◆ Te maken opdracht ◆
Kun je de regels van de gegevens letterlijk overnemen, beginnend bij de regel met "Locate the person's" (die regel meegerekend) en doorlopend tot en met het einde van de gegevens? Laat de afbeeldingen in je antwoord weg.

◆ De gegevens ◆
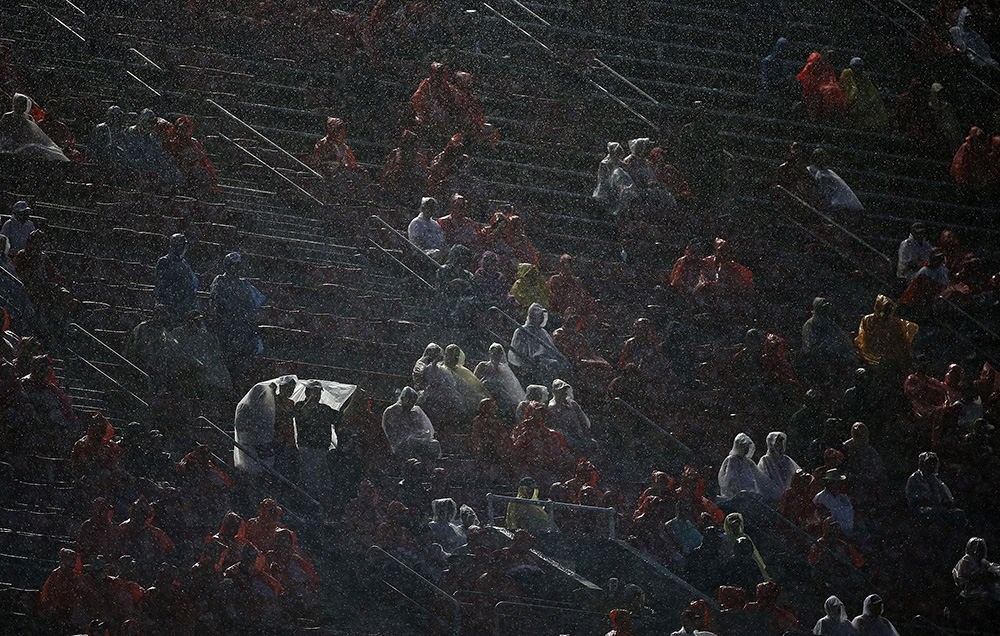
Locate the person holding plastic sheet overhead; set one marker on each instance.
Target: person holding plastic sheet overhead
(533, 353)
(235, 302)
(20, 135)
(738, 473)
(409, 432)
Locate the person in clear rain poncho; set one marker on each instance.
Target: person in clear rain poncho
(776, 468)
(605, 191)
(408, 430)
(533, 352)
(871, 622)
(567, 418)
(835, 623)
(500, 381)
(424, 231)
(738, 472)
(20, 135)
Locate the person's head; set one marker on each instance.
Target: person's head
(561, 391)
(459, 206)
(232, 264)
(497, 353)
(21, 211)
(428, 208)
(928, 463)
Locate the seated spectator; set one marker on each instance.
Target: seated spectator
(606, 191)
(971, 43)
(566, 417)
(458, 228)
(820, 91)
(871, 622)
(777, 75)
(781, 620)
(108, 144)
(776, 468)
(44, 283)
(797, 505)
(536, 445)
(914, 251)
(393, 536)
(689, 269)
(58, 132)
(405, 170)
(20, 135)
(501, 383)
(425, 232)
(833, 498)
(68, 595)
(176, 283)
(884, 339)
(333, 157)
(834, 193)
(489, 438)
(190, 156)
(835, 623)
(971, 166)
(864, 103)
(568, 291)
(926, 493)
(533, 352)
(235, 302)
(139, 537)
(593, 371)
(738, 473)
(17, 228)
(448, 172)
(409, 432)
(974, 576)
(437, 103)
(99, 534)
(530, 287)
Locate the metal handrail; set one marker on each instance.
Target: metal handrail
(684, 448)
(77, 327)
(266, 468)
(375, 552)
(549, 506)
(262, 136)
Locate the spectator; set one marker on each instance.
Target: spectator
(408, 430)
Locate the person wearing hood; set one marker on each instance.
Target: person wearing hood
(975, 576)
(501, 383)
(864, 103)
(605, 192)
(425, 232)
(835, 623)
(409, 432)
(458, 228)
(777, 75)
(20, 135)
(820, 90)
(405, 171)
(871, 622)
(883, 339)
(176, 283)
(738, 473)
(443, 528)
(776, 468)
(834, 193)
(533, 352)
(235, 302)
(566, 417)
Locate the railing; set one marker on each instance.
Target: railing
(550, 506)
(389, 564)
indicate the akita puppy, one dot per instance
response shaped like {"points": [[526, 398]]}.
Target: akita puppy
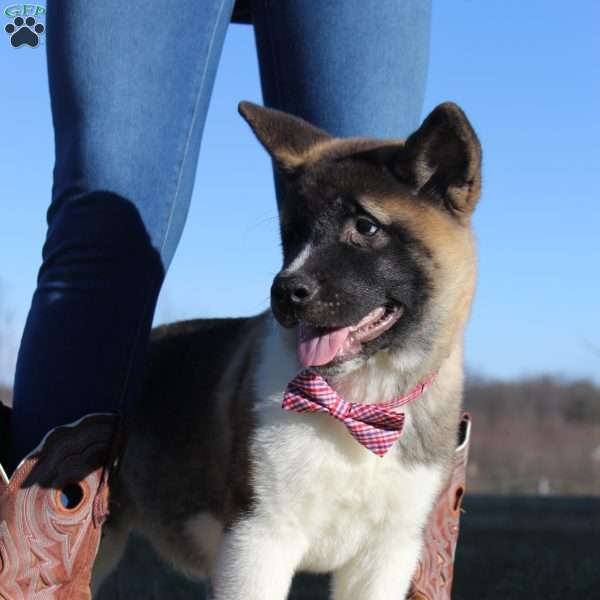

◆ Uitgewerkte opgave ◆
Locate the person's head; set one marker on each instance.
Target: person's head
(561, 391)
(459, 206)
(232, 264)
(497, 353)
(21, 211)
(428, 208)
(928, 463)
Locate the seated spectator; set one marker on each instance.
Target: seated spectator
(606, 191)
(971, 43)
(566, 417)
(458, 228)
(820, 91)
(871, 622)
(777, 75)
(781, 620)
(108, 144)
(776, 468)
(44, 283)
(797, 505)
(536, 445)
(914, 251)
(393, 536)
(689, 269)
(58, 132)
(405, 170)
(20, 135)
(501, 383)
(425, 232)
(833, 498)
(68, 595)
(176, 283)
(884, 339)
(333, 157)
(834, 193)
(489, 438)
(190, 156)
(835, 623)
(971, 166)
(864, 103)
(568, 291)
(926, 493)
(533, 352)
(235, 302)
(139, 537)
(593, 371)
(738, 473)
(17, 228)
(448, 172)
(409, 432)
(974, 576)
(437, 103)
(99, 534)
(530, 287)
Locate the metal handrail; set one marker on each instance.
Target: metal handrail
(684, 448)
(77, 327)
(266, 468)
(375, 552)
(549, 506)
(262, 136)
Locate the spectator; set one marker on each instance.
Target: spectator
(408, 430)
Locate the person wearing hood; set one marker on each instance.
Target: person wearing hood
(975, 576)
(501, 383)
(864, 103)
(605, 192)
(425, 232)
(835, 623)
(409, 432)
(458, 228)
(777, 75)
(20, 135)
(820, 90)
(405, 171)
(871, 622)
(883, 339)
(176, 283)
(738, 473)
(443, 528)
(776, 468)
(834, 193)
(533, 352)
(235, 302)
(566, 417)
Locate the railing; set one marker on each instance.
Target: railing
(550, 506)
(389, 564)
indicate the akita puppy, one dot per instance
response shaped like {"points": [[526, 398]]}.
Target: akita puppy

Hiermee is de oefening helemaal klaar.